● **Problem statement**:
The line containing "box: [156, 126, 237, 167]" marks the end, so write out exactly every line from the top of the entries below through that one.

● **Material to process**:
_ _ _ _ _

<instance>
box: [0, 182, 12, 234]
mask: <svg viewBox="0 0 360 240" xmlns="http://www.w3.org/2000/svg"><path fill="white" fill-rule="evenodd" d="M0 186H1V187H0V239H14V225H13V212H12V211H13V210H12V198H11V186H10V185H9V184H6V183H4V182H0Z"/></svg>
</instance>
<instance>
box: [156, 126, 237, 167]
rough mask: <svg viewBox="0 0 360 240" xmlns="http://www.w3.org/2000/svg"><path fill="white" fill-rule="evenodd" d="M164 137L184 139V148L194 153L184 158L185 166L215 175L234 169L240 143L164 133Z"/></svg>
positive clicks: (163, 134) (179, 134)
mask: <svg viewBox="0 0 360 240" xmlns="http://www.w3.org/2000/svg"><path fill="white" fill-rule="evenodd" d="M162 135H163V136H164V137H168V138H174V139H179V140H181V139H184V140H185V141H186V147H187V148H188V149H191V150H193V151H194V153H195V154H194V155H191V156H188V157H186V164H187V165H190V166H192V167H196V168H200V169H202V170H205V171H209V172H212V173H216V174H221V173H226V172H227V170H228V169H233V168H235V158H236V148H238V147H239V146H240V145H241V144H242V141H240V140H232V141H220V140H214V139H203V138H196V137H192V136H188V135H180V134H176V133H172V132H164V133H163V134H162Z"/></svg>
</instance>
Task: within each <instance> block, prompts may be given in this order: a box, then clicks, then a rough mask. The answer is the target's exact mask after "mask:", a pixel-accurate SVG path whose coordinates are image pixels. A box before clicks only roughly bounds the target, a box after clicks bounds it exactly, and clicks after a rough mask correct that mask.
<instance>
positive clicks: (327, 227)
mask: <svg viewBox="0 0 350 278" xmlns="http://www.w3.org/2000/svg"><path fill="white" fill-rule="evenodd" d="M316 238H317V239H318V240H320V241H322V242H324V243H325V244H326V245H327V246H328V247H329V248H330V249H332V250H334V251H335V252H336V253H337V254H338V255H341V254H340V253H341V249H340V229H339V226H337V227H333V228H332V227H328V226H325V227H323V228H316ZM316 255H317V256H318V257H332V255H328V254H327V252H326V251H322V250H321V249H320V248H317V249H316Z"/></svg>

_ _ _ _ _

● **Answer space**:
<instance>
box: [0, 182, 12, 234]
mask: <svg viewBox="0 0 360 240" xmlns="http://www.w3.org/2000/svg"><path fill="white" fill-rule="evenodd" d="M0 186H1V187H0V239H14V225H13V212H12V211H13V210H12V198H11V186H10V185H9V184H6V183H4V182H0Z"/></svg>
</instance>
<instance>
box: [156, 126, 237, 167]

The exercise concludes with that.